──────── Information shown
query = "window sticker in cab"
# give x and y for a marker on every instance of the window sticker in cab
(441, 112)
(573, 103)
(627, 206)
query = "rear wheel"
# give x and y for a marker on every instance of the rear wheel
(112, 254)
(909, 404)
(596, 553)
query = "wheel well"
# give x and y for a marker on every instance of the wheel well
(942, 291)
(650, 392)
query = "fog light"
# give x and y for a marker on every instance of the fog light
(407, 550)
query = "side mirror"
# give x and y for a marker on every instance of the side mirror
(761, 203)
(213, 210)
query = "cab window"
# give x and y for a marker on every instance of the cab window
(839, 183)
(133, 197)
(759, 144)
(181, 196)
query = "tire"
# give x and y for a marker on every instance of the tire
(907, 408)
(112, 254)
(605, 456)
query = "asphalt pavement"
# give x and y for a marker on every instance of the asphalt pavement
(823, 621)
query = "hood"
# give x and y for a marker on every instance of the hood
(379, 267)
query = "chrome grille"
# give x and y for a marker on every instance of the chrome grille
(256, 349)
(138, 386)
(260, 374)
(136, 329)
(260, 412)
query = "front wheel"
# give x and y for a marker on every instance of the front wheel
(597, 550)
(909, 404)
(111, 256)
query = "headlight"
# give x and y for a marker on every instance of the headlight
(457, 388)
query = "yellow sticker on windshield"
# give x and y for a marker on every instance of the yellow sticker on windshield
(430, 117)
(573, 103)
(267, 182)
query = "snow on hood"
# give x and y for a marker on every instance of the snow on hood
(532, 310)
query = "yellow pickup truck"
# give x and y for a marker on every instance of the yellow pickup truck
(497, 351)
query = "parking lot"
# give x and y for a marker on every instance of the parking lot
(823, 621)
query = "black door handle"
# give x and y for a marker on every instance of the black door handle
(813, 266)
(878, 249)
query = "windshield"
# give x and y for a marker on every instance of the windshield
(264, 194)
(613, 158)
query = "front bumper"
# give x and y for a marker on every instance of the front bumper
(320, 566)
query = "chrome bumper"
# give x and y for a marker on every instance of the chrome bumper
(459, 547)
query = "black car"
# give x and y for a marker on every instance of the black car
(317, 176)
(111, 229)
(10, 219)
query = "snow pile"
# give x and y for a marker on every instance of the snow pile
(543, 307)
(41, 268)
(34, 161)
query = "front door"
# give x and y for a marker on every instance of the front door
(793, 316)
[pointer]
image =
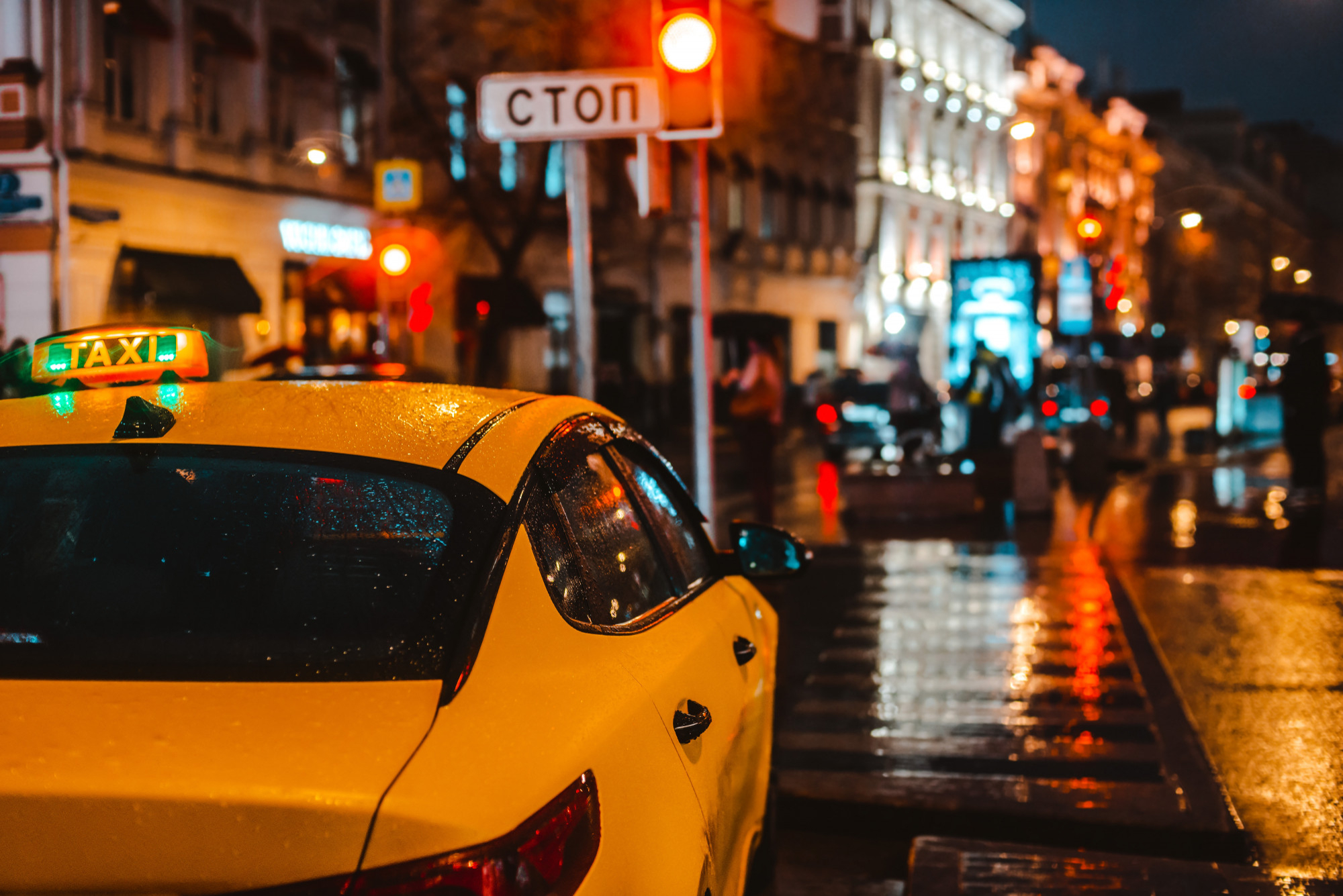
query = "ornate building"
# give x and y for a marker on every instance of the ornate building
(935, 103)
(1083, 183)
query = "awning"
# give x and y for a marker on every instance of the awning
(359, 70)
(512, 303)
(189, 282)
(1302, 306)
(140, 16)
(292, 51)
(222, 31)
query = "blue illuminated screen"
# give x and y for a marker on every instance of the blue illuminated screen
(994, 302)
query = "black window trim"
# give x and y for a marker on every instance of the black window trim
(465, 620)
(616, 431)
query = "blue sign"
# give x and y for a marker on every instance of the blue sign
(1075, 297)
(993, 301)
────────────────
──────── Information shown
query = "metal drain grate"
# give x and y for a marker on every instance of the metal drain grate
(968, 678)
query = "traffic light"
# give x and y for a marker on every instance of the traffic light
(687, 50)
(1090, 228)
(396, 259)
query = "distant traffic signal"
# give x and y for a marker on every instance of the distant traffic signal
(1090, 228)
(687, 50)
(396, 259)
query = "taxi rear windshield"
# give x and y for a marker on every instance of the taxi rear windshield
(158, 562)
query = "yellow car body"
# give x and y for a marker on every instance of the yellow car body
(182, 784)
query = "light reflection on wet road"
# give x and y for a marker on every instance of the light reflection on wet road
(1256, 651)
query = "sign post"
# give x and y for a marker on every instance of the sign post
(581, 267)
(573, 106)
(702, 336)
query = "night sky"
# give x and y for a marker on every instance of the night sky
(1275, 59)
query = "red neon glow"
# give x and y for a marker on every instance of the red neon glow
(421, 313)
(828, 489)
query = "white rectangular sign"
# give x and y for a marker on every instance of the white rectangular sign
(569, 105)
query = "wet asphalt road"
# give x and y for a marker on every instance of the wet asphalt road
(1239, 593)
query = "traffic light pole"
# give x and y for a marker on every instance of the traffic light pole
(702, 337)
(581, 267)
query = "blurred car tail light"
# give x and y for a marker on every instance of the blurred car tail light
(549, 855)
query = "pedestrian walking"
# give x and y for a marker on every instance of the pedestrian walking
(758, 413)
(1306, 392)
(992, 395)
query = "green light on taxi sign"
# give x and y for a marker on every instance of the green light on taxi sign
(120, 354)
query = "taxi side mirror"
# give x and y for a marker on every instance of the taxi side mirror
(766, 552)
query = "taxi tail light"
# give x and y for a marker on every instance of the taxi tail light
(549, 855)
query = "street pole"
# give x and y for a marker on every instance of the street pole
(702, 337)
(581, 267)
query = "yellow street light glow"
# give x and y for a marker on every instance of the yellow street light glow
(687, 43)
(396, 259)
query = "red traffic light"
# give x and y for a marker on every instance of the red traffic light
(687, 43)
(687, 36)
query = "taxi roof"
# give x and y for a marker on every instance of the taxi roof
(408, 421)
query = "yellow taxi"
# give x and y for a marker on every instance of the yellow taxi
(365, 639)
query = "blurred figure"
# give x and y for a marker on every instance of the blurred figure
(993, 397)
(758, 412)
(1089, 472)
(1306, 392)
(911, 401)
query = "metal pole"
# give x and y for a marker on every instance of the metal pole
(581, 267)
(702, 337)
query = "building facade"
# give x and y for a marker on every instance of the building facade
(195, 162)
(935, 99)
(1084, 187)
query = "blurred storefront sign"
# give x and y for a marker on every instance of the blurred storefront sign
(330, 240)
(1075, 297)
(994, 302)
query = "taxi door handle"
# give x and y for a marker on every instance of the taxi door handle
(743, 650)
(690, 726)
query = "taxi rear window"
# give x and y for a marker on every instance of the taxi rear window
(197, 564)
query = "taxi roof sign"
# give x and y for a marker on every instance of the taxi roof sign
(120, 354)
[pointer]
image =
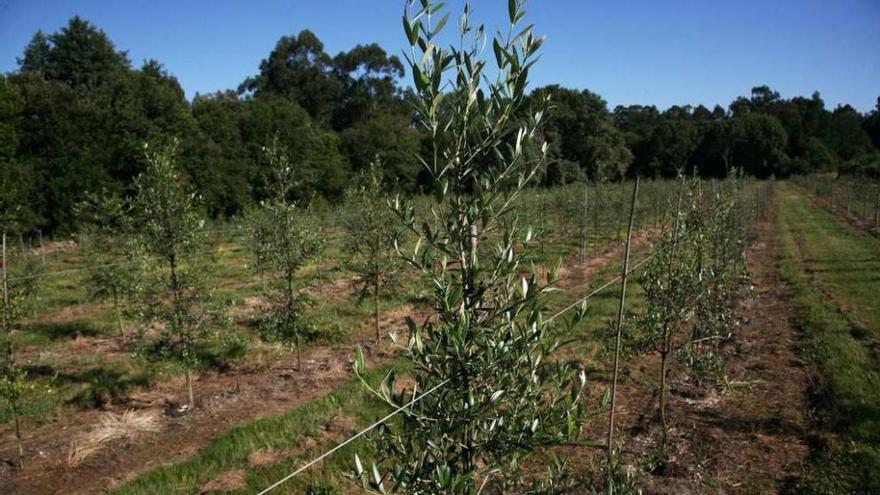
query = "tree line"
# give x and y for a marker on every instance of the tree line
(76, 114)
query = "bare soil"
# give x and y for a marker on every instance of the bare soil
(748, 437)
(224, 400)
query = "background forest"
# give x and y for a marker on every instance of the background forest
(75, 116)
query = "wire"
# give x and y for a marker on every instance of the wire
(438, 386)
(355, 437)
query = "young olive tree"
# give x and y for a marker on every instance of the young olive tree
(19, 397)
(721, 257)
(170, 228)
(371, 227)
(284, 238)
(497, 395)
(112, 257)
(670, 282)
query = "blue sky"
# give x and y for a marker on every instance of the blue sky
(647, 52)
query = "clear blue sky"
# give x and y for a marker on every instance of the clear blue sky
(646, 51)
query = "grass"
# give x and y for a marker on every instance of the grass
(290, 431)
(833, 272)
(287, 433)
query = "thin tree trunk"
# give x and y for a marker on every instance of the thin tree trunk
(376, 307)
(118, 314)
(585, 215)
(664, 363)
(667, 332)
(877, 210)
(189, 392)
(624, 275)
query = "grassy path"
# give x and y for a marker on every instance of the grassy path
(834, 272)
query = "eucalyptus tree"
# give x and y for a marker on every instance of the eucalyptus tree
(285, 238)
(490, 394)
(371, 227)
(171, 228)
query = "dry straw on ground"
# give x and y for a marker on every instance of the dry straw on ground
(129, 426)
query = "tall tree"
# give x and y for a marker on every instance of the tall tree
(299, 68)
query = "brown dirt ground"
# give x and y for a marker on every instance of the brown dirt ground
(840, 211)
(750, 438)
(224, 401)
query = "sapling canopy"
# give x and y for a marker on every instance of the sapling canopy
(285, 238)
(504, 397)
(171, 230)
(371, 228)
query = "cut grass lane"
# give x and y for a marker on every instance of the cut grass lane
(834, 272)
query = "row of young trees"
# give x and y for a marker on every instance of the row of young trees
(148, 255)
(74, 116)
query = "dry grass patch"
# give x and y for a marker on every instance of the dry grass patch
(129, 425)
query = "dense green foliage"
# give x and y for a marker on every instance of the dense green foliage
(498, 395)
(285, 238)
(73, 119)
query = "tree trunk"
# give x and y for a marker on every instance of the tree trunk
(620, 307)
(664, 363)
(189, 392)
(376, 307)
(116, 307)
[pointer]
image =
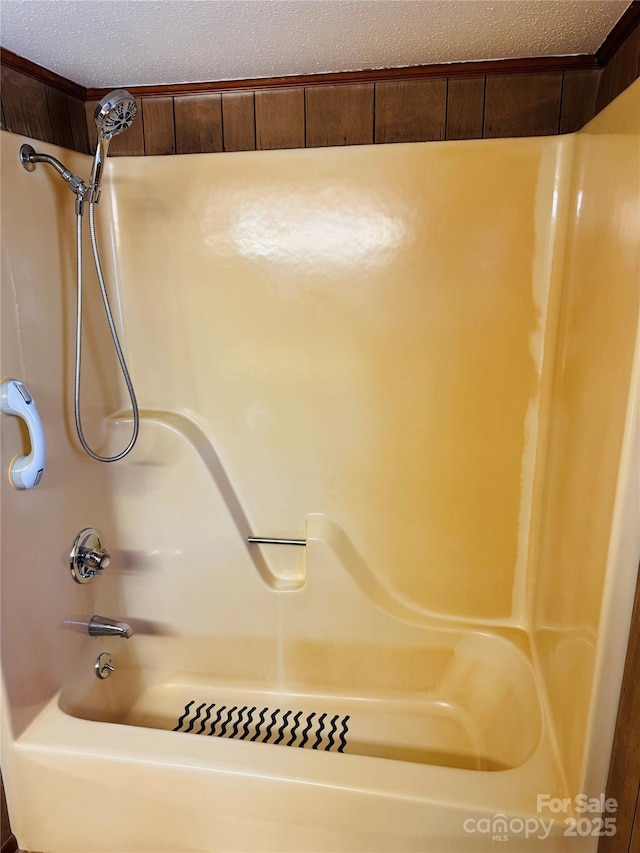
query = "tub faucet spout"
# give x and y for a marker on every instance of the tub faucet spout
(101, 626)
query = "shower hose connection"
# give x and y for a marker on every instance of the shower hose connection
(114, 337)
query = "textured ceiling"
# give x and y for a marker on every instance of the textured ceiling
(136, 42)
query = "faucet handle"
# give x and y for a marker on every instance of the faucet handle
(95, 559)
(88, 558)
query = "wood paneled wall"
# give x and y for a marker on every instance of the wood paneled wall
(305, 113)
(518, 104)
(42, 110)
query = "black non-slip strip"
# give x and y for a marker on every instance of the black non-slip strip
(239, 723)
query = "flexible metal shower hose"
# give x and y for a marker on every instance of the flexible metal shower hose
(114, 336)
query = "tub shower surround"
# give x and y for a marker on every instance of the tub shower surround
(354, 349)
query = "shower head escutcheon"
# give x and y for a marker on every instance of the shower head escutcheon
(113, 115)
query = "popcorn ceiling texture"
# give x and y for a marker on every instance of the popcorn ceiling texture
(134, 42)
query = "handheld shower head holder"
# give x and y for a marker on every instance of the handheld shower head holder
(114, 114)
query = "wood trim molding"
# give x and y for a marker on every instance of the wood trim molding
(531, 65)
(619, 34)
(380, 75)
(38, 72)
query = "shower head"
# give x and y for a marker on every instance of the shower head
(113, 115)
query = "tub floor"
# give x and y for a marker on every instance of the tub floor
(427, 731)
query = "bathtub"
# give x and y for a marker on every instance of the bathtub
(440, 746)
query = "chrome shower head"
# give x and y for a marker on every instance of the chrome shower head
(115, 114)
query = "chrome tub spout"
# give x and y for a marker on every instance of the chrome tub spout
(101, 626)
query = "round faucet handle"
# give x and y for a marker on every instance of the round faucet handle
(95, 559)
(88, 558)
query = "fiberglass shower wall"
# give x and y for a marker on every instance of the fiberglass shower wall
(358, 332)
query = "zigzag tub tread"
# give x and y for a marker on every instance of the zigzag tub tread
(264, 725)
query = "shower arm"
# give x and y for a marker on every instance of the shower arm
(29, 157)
────────────────
Instructions for the task: How many lines of the records contain the string "grille", matching case exactly? Give only the number.

Written reply: 2